--- Work to complete ---
1. In the summer bridge newsletter guide, how long before the program starts should the first newsletter go out?
2. Continue the summer bridge newsletter guide from its last sentence.
## start Provided text
Summer Bridge Program Newsletter Template: How to Communicate with Families Before the Program Starts

By Adi Ackerman·May 27, 2026·6 min read

Parent reviewing a summer bridge program newsletter with their child at a kitchen table with school materials spread out

Summer bridge programs serve students during the weeks between the end of one school year and the start of the next, with the goal of maintaining academic skills, building confidence, and preparing students for the year ahead. They require families to give up summer time for academic programming, and they ask students to engage with learning when their friends may not be. A strong newsletter that explains the value, handles the logistics clearly, and motivates genuine buy-in from both families and students makes a real difference in attendance and engagement.

This template covers what to include, how to frame the program positively, and five topic ideas that set students and families up to arrive ready on day one.

When to send it

Send the first summer bridge newsletter two to three weeks before the program starts. Families finalizing summer plans need this lead time. Send a second, logistics-focused newsletter one week before the first day. The second newsletter can be shorter and more practical: what to bring, where to go, what the first day looks like.

How to structure the first newsletter

A five-section structure covers the purpose, the program details, and the motivational framing the newsletter needs to do its job:

  1. What the program is and what students will gain. A brief, positive description of the summer bridge program's purpose. Frame it around preparation, growth, and learning rather than catching up or remediation.
  2. Program schedule and logistics. Dates, hours, location, transportation information, lunch or snack details, and what to bring. Make this section scannable with bullet points.
  3. What the curriculum looks like. A brief description of the subjects or skills students will focus on, how the program differs from the regular school year, and any special activities or field trips planned. Summer programs that include hands-on, project-based, or experiential learning are worth highlighting.
## end Provided text
## start Data shown
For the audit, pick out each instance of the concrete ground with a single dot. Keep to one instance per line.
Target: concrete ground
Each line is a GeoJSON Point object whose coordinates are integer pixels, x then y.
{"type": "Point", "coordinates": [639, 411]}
## end Data shown
--- Task-by-task results ---
1. Two to three weeks before the program starts.

2.
  4. Acknowledgment of the family commitment. A direct, warm note that you know families are choosing to give up summer time for this program and that the school values that choice. This framing changes the relationship between the program and the families it serves.
  5. Who to contact with questions. A specific name, email, and phone number for the program coordinator or lead teacher. Families with questions about logistics, placement, or special needs should know exactly who to reach.

Five topic ideas for the summer bridge newsletter

1. The research on summer learning loss. Students can lose significant academic ground over the summer, particularly in math and reading. A brief note in the newsletter on why summer learning matters, framed as an opportunity rather than a scare tactic, gives families a concrete reason to prioritize attendance. Keep it brief and positive.

2. What makes this program different from the regular school year. Many families worry that summer school means more of what was not working during the year. A newsletter that describes how the summer program's pacing, approach, or activities differ from the regular school year addresses that concern directly. If the program includes hands-on projects, outdoor learning, or a different daily structure, say so.

3. Goals students can set for themselves before day one. Include a brief section asking families to have a conversation with their child before the program starts about one thing the student wants to get better at or try during the summer. Students who arrive with a personal goal engage more actively than students who arrive without one. The newsletter can prompt that conversation at home.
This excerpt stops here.